# Learning curve on rollers



## mcsqueak (Apr 22, 2010)

So I just picked up my first set of roller yesterday, to help keep me in shape during the winter and when I can't fit in a real ride but still want to get some exercise in.

Boy am I squirrely on that thing!  Apparently I don't ride in as straight of a line as I would have thought, hah. I spent about 15 minutes trying it out after setting it up last night. Luckily I have a small hallway that is not much wider than a standard door, so I was able set it up in there and keep from falling over.

For anyone who has used rollers, how long did it take you to feel comfortable on them and not worry about falling off? I think I'd be less concerned if I had carpet, my house is entirely hardwood, which I don't really feel like falling onto.


----------



## spade2you (May 12, 2009)

_Entries supplied:_
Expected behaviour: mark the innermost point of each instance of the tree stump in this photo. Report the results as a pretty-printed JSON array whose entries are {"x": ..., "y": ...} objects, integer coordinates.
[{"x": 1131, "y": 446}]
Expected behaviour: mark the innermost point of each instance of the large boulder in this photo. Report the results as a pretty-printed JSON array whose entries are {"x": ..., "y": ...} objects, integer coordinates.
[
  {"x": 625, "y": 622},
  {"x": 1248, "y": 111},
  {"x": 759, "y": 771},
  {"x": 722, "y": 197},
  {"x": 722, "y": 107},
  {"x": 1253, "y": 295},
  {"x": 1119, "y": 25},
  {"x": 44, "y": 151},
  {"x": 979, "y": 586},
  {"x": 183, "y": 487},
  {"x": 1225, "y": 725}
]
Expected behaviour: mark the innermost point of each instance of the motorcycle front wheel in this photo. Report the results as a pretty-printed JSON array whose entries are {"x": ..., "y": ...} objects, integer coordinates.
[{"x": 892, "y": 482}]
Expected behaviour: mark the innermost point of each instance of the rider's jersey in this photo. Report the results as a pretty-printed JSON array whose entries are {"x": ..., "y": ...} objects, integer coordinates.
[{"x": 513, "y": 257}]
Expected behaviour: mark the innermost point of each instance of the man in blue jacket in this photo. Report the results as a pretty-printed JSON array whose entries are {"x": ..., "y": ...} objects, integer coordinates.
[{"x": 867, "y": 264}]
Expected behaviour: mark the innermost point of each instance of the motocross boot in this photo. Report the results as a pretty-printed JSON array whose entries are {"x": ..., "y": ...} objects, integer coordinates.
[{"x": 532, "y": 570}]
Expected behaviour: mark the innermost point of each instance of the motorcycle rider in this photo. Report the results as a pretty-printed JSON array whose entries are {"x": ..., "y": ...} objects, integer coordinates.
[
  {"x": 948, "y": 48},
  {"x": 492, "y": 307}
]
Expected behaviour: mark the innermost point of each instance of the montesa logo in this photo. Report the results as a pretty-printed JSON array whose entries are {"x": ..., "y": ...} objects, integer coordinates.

_The request:_
Using the forum thread about rollers, answer these:
(a) How long did mcsqueak spend on the rollers after setting them up?
(b) Where in the house were the rollers set up?
(c) What flooring does mcsqueak's house have?

_Result of this exercise:_
(a) About 15 minutes.
(b) In a small hallway not much wider than a standard door.
(c) Hardwood throughout.